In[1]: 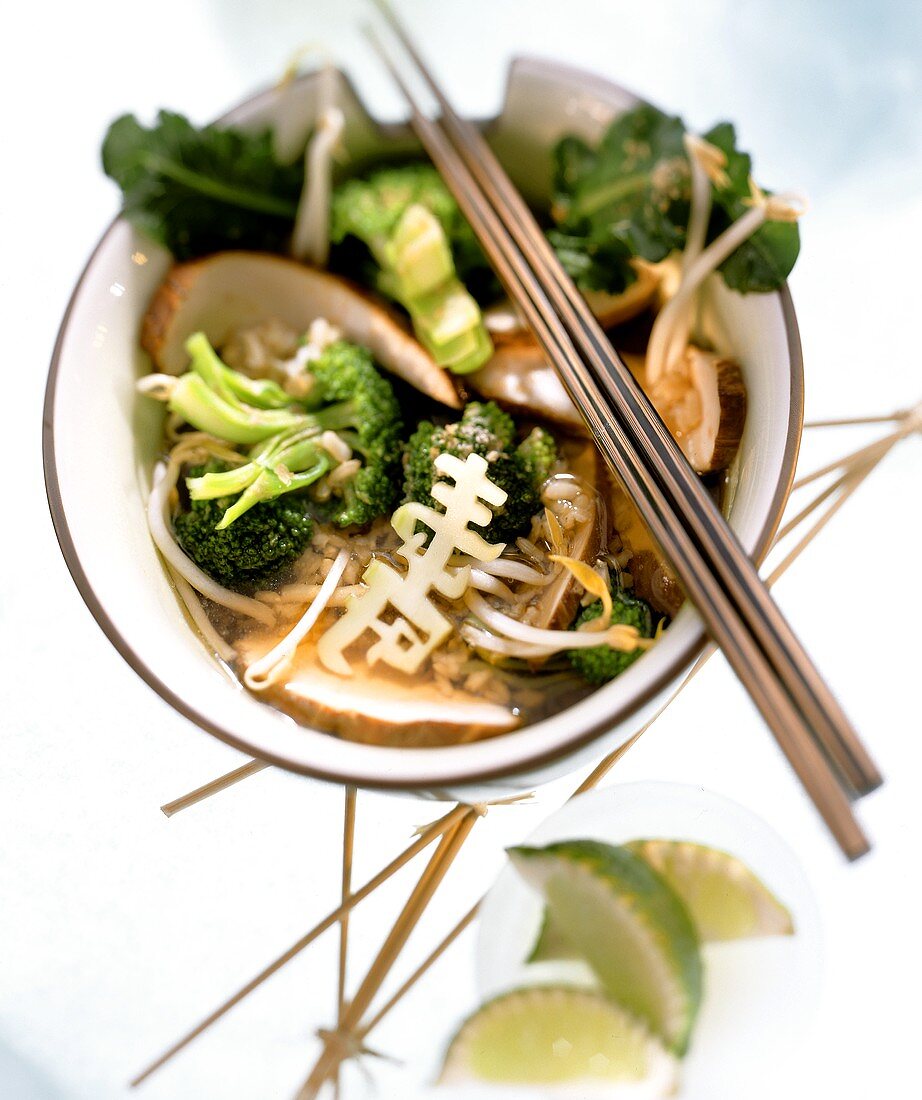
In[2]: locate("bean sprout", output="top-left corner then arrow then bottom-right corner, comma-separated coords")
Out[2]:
243,550 -> 350,691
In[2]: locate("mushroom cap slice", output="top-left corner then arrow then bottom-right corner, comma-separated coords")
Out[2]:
645,345 -> 746,474
234,631 -> 520,748
483,264 -> 659,345
465,340 -> 586,435
468,340 -> 746,474
141,252 -> 461,408
525,442 -> 611,630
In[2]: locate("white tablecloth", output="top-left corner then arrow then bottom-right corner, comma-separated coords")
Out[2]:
0,0 -> 922,1100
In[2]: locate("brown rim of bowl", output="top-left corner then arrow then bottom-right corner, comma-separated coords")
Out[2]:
42,57 -> 804,793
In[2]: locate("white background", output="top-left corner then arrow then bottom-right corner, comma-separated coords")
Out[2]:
0,0 -> 922,1100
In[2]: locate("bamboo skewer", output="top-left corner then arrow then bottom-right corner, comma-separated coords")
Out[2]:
365,12 -> 880,859
131,805 -> 468,1088
359,899 -> 483,1040
161,760 -> 272,817
132,420 -> 902,1085
297,806 -> 479,1100
155,403 -> 922,817
310,460 -> 893,1091
333,787 -> 355,1100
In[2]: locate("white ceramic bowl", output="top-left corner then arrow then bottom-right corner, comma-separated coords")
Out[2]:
44,59 -> 803,798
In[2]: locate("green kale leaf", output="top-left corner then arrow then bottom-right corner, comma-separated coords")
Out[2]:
102,111 -> 304,260
704,122 -> 800,294
556,103 -> 800,294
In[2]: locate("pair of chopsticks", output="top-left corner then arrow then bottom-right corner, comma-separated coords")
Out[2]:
369,0 -> 881,859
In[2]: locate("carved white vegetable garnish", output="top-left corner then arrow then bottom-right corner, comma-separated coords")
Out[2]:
317,454 -> 506,677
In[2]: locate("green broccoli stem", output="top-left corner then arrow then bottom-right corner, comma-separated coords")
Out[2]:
186,428 -> 333,530
168,373 -> 305,443
185,332 -> 294,409
216,451 -> 332,531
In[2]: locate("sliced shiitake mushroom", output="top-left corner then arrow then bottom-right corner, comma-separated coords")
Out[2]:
141,252 -> 461,408
468,341 -> 746,473
523,442 -> 611,630
483,264 -> 659,347
237,636 -> 519,747
473,340 -> 586,433
608,485 -> 685,618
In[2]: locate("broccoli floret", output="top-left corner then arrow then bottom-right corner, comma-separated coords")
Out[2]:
146,332 -> 403,529
567,587 -> 654,684
518,428 -> 557,485
307,341 -> 404,527
330,164 -> 489,282
404,402 -> 556,542
173,462 -> 314,592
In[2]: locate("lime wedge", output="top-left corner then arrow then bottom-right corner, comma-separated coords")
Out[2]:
625,840 -> 794,943
509,840 -> 701,1054
439,986 -> 677,1100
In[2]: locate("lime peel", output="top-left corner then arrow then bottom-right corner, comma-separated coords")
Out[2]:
439,986 -> 678,1100
625,839 -> 794,943
509,840 -> 702,1054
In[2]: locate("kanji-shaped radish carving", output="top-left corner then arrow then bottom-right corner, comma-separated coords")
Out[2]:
317,454 -> 506,677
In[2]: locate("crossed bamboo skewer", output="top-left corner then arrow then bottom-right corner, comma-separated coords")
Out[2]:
131,403 -> 922,1100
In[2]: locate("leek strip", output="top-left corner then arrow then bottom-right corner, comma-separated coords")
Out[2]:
147,457 -> 275,626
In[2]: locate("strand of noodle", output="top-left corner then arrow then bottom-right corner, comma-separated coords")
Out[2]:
166,564 -> 237,661
292,65 -> 345,267
666,134 -> 715,366
647,192 -> 804,385
515,537 -> 546,562
461,623 -> 557,658
476,558 -> 556,586
464,589 -> 652,652
255,584 -> 364,607
147,458 -> 275,626
471,569 -> 515,602
243,550 -> 350,691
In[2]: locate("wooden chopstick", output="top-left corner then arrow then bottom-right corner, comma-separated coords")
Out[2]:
365,12 -> 868,858
374,0 -> 881,809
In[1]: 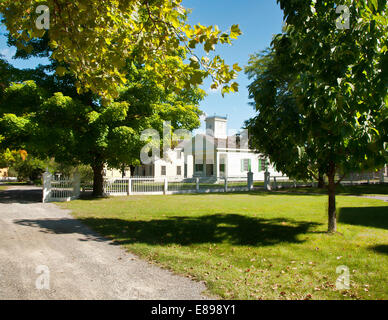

What you should do:
Report each line of the data above that contains the string "bowl". Case counts.

The solution:
In[2]: locate("brown rim of bowl", output="top-left corner then arrow then bottom-right corner, comma-separated coords")
In[2]: locate("white ceramic bowl", output="top-left corner then arrow then bottom-right corner, comma-separated coords")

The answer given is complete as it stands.